**REQUEST:**
Rewrite the records from the line with "Target: river" through the end of the records, changing "bridge railing" to "bridge handrail" and leaving everything else as it is.
-- START OF EXTRACTED MATERIAL --
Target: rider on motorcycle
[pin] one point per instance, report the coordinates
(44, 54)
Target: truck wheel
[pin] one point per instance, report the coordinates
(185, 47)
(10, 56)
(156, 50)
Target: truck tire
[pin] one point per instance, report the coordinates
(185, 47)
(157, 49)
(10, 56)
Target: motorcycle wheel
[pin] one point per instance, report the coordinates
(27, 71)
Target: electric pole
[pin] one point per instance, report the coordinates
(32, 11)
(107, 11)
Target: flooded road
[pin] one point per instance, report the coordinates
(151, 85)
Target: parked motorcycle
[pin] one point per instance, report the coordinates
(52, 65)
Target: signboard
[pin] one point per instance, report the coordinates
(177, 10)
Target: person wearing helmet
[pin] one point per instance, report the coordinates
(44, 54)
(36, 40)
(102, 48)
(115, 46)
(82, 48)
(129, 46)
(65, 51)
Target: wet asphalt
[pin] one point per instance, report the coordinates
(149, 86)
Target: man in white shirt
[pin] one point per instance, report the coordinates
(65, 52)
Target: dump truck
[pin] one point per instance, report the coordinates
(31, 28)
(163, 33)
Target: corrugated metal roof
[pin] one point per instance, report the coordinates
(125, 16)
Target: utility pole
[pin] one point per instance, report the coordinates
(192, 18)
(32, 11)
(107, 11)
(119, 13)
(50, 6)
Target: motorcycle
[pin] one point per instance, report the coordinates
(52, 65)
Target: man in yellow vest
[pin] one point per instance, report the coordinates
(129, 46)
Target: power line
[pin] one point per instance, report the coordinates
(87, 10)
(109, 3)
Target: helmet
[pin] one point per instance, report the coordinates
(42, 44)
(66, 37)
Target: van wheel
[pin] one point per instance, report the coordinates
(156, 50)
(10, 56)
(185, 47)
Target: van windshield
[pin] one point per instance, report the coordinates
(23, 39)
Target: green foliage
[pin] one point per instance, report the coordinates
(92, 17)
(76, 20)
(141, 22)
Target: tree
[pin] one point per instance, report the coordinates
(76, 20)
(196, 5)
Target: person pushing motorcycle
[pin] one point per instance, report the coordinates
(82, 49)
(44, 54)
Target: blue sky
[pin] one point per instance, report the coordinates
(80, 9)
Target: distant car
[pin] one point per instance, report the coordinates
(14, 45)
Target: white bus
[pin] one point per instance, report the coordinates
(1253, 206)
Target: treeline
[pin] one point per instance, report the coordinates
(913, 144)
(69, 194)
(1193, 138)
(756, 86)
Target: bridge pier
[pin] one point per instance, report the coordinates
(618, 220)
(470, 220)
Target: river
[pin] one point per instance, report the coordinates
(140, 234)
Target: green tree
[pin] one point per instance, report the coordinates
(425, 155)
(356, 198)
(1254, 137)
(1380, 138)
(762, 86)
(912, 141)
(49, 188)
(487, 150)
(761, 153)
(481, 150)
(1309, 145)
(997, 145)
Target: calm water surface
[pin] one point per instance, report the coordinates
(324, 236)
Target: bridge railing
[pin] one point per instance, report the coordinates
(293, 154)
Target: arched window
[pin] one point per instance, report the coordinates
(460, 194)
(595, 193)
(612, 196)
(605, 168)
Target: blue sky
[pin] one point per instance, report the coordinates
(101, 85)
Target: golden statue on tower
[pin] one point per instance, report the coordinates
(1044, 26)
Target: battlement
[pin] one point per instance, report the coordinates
-- END OF EXTRACTED MATERIAL --
**TASK ANSWER:**
Target: river
[pin] one point per instance, report the coordinates
(140, 234)
Target: green tree
[pin] one point per instance, report the coordinates
(425, 155)
(356, 198)
(1254, 137)
(1380, 138)
(762, 86)
(912, 141)
(49, 188)
(487, 150)
(761, 153)
(481, 150)
(1309, 145)
(997, 145)
Target: calm water surface
[pin] one point per instance, report the coordinates
(324, 236)
Target: bridge handrail
[pin] one point per instance, report the coordinates
(293, 154)
Target: arched window
[pin] one point per instance, report the coordinates
(460, 194)
(595, 193)
(612, 196)
(605, 168)
Target: blue sky
[pin] one point per instance, report the coordinates
(101, 85)
Target: golden statue on tower
[pin] one point per instance, report the coordinates
(1044, 26)
Target: battlement
[pin] one point per instance, report the coordinates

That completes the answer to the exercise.